(Source data)
....................

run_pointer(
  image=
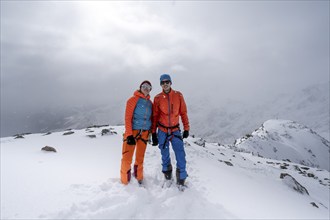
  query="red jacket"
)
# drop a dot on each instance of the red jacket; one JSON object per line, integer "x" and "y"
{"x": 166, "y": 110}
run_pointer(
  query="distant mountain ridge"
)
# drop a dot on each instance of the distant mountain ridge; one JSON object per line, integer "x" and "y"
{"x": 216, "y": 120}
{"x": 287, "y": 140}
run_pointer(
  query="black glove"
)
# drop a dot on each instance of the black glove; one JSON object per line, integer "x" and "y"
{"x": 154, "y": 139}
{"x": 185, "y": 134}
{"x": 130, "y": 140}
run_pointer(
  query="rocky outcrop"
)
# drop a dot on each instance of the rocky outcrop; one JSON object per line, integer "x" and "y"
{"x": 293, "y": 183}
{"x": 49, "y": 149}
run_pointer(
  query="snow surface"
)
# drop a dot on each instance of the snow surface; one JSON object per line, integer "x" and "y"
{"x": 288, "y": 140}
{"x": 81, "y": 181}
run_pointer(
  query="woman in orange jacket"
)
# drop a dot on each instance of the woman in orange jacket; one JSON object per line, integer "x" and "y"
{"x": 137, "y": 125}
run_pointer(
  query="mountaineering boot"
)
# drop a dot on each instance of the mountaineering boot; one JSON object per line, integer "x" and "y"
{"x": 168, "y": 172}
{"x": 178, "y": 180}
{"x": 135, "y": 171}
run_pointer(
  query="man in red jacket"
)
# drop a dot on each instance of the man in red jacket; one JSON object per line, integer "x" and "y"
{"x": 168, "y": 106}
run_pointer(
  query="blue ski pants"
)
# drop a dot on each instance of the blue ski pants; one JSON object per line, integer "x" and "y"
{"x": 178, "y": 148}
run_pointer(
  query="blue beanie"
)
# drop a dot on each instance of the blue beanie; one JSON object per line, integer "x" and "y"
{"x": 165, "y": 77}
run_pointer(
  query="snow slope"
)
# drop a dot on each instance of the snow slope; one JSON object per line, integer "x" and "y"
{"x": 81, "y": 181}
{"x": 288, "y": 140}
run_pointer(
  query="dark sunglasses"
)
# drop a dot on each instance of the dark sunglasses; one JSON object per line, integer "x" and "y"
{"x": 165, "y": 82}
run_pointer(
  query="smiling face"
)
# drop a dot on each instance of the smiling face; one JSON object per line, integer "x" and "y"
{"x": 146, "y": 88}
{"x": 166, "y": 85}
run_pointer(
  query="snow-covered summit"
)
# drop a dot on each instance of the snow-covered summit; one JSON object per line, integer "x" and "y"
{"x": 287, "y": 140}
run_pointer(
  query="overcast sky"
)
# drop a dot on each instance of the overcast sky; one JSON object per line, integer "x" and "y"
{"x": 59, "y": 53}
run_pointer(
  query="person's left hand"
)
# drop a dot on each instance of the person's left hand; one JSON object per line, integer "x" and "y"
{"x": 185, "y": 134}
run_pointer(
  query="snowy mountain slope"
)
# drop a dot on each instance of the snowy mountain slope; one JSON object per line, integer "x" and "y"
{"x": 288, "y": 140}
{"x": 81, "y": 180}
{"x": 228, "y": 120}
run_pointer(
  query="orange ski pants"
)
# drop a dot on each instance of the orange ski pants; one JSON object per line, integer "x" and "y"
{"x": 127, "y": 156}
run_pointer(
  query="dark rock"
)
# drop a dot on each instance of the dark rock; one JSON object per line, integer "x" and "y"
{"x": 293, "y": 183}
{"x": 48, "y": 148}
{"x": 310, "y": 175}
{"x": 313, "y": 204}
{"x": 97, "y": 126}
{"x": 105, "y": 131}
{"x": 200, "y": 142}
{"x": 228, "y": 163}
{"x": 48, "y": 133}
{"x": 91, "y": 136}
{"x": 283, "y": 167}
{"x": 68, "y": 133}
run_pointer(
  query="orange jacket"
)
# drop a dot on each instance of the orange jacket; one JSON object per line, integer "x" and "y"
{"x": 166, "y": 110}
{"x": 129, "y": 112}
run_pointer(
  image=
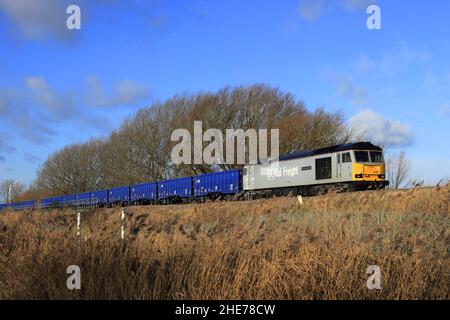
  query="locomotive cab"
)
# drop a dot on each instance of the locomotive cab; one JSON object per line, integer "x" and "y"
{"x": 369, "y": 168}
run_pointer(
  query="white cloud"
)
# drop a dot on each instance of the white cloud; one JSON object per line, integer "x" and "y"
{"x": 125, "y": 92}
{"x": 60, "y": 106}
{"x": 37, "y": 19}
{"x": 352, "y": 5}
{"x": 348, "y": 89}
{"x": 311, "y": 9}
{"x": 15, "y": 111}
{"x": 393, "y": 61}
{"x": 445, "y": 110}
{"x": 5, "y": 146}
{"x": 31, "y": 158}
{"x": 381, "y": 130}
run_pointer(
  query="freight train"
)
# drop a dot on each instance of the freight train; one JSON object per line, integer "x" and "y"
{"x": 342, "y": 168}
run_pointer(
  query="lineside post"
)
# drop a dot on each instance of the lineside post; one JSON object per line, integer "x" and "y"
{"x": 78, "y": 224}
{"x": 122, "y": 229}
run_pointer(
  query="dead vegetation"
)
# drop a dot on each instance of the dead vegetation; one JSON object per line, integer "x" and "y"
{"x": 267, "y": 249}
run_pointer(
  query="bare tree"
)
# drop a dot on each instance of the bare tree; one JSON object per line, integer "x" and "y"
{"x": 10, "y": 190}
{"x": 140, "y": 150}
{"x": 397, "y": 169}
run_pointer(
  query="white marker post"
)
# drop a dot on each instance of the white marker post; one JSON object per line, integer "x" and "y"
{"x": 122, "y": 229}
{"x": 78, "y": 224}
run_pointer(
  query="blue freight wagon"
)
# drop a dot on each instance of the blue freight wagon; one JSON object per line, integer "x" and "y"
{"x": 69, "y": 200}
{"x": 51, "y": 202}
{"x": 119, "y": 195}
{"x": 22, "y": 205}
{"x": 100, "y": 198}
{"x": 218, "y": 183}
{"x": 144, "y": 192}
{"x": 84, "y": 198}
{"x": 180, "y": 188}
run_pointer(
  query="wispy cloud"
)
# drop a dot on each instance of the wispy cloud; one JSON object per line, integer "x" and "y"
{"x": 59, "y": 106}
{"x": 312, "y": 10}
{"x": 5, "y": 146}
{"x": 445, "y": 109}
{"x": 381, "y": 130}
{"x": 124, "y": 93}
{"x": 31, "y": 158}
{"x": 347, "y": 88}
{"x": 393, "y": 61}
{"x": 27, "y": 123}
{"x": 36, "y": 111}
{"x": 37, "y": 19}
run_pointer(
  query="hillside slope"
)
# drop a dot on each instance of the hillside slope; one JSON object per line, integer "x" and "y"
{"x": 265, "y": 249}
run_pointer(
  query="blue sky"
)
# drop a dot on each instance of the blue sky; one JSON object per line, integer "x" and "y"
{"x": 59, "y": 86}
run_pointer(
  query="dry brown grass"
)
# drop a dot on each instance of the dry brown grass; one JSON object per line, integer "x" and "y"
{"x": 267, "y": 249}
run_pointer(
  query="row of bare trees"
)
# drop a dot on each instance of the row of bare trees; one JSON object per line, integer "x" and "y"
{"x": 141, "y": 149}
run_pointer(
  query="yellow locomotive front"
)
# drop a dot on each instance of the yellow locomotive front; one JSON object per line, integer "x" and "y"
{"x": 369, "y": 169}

....................

■ **SET PROBLEM**:
Restate the whole of the material word for word without the pictures.

■ **ANSWER TO THIS PROBLEM**:
run_pointer(
  image=
  query="red jacket"
)
# drop a dot on each instance of the red jacket; one JSON object per line, integer "x" and "y"
{"x": 166, "y": 110}
run_pointer(
  query="distant mountain ridge"
)
# drop a dot on each instance of the distant mountain ridge; one JSON object per line, integer "x" and "y"
{"x": 216, "y": 120}
{"x": 287, "y": 140}
run_pointer(
  query="black glove"
)
# drop a dot on each instance of the black glove; one JSON object per line, integer "x" and "y"
{"x": 154, "y": 139}
{"x": 185, "y": 134}
{"x": 130, "y": 140}
run_pointer(
  query="rocky outcrop"
)
# drop a dot on each instance of the rocky outcrop; one JSON object per line, integer "x" and "y"
{"x": 293, "y": 183}
{"x": 49, "y": 149}
run_pointer(
  query="snow surface"
)
# drop a dot on each instance of the snow surface; one JSON object per line, integer "x" and "y"
{"x": 288, "y": 140}
{"x": 81, "y": 181}
run_pointer(
  query="woman in orange jacket"
)
# drop a dot on each instance of the woman in orange jacket; one JSON object per line, integer "x" and "y"
{"x": 137, "y": 125}
run_pointer(
  query="mountaineering boot"
)
# drop a dot on each instance of the mountaineering boot; one JSON object per line, integer "x" and "y"
{"x": 168, "y": 172}
{"x": 178, "y": 180}
{"x": 135, "y": 171}
run_pointer(
  query="man in red jacket"
)
# drop a dot on each instance of the man in red jacket; one JSON object per line, integer "x" and "y"
{"x": 168, "y": 106}
run_pointer(
  query="blue ski pants"
)
# drop a dot on each instance of the blue ski pants; one JSON object per line, integer "x" and "y"
{"x": 178, "y": 148}
run_pointer(
  query="blue beanie"
)
# drop a dot on each instance of the blue beanie; one JSON object per line, integer "x" and "y"
{"x": 165, "y": 77}
run_pointer(
  query="snow slope"
)
# drop a dot on each instance of the snow slope; one JSON object per line, integer "x" and "y"
{"x": 81, "y": 181}
{"x": 288, "y": 140}
run_pointer(
  query="dark sunglasses"
)
# drop a dot on each instance of the dark sunglasses; one JSON object per line, integer "x" and "y"
{"x": 165, "y": 82}
run_pointer(
  query="smiling face"
)
# drop a dot on each instance of the smiling face; one JSON object per line, integer "x" and "y"
{"x": 146, "y": 88}
{"x": 166, "y": 85}
run_pointer(
  query="snow-covered summit"
)
# drop a dot on each instance of the snow-covered summit; one JSON object per line, integer "x" and "y"
{"x": 287, "y": 140}
run_pointer(
  query="overcast sky"
)
# drop a dot on each instance of the overcast sky; one JSON object per line, integer "x" and "y"
{"x": 59, "y": 53}
run_pointer(
  query="person's left hand"
)
# drop a dot on each instance of the person's left hand; one JSON object per line, integer "x" and "y"
{"x": 185, "y": 134}
run_pointer(
  query="snowy mountain slope"
)
# drop a dot on each instance of the snowy mountain slope; one JSON object per line, integer "x" and "y"
{"x": 288, "y": 140}
{"x": 81, "y": 180}
{"x": 228, "y": 120}
run_pointer(
  query="orange ski pants"
)
# drop a dot on each instance of the orange ski pants; one JSON object per line, integer "x" and "y"
{"x": 127, "y": 156}
run_pointer(
  query="dark rock"
)
# drop a dot on each instance of the dark rock; one JSON object per line, integer "x" and "y"
{"x": 293, "y": 183}
{"x": 48, "y": 148}
{"x": 310, "y": 175}
{"x": 313, "y": 204}
{"x": 97, "y": 126}
{"x": 105, "y": 131}
{"x": 200, "y": 142}
{"x": 228, "y": 163}
{"x": 48, "y": 133}
{"x": 91, "y": 136}
{"x": 283, "y": 167}
{"x": 68, "y": 133}
run_pointer(
  query="orange jacket"
)
# drop a dot on each instance of the orange jacket; one JSON object per line, integer "x" and "y"
{"x": 166, "y": 110}
{"x": 129, "y": 112}
run_pointer(
  image=
  query="locomotive cab"
)
# drop a dot on each instance of the locomotive cab; one JSON object per line, integer "x" and "y"
{"x": 369, "y": 168}
run_pointer(
  query="white cloud"
)
# drop a dot on each instance of the white cloud; one JSON object per line, integer "x" and "y"
{"x": 125, "y": 92}
{"x": 60, "y": 106}
{"x": 37, "y": 19}
{"x": 352, "y": 5}
{"x": 348, "y": 89}
{"x": 311, "y": 9}
{"x": 15, "y": 111}
{"x": 393, "y": 61}
{"x": 445, "y": 110}
{"x": 5, "y": 146}
{"x": 31, "y": 158}
{"x": 381, "y": 130}
run_pointer(
  query="freight train"
)
# drop a dot on each instance of the freight train; one JSON object per line, integer "x" and "y"
{"x": 342, "y": 168}
run_pointer(
  query="lineside post"
)
# drop a dot on each instance of the lineside post; one JSON object per line, integer "x" and "y"
{"x": 78, "y": 224}
{"x": 122, "y": 229}
run_pointer(
  query="dead vegetation"
)
# drop a dot on each instance of the dead vegetation; one JSON object per line, integer "x" and "y"
{"x": 267, "y": 249}
run_pointer(
  query="bare tree"
)
# drop a dot on each instance of the bare tree; one JSON object per line, integer "x" and "y"
{"x": 10, "y": 190}
{"x": 140, "y": 150}
{"x": 397, "y": 169}
run_pointer(
  query="white marker post"
)
# drop a dot on each instance of the white marker post; one JSON object per line, integer "x" and "y"
{"x": 122, "y": 229}
{"x": 78, "y": 224}
run_pointer(
  query="blue freight wagon"
)
# drop a dot on each instance of the blue freight wagon; one JSON object per line, integer "x" and "y"
{"x": 69, "y": 200}
{"x": 51, "y": 202}
{"x": 119, "y": 195}
{"x": 22, "y": 205}
{"x": 100, "y": 198}
{"x": 218, "y": 183}
{"x": 144, "y": 192}
{"x": 84, "y": 198}
{"x": 180, "y": 188}
run_pointer(
  query="wispy cloud"
)
# drop a dot on each instance of the wispy cloud; one JSON object per line, integer "x" and "y"
{"x": 59, "y": 106}
{"x": 312, "y": 10}
{"x": 5, "y": 146}
{"x": 445, "y": 109}
{"x": 381, "y": 130}
{"x": 124, "y": 93}
{"x": 31, "y": 158}
{"x": 347, "y": 88}
{"x": 393, "y": 61}
{"x": 27, "y": 123}
{"x": 36, "y": 111}
{"x": 37, "y": 19}
run_pointer(
  query="hillside slope"
)
# drop a dot on each instance of the hillside slope; one JSON object per line, integer "x" and "y"
{"x": 265, "y": 249}
run_pointer(
  query="blue sky"
)
# drop a dot on each instance of the blue sky; one JSON object per line, integer "x" and "y"
{"x": 59, "y": 86}
run_pointer(
  query="dry brown grass"
)
# drop a dot on each instance of the dry brown grass; one JSON object per line, integer "x" and "y"
{"x": 267, "y": 249}
run_pointer(
  query="row of bare trees"
)
# drop a dot on each instance of the row of bare trees; one JSON object per line, integer "x" and "y"
{"x": 141, "y": 149}
run_pointer(
  query="yellow locomotive front"
)
# drop a dot on each instance of the yellow locomotive front; one JSON object per line, integer "x" and "y"
{"x": 369, "y": 169}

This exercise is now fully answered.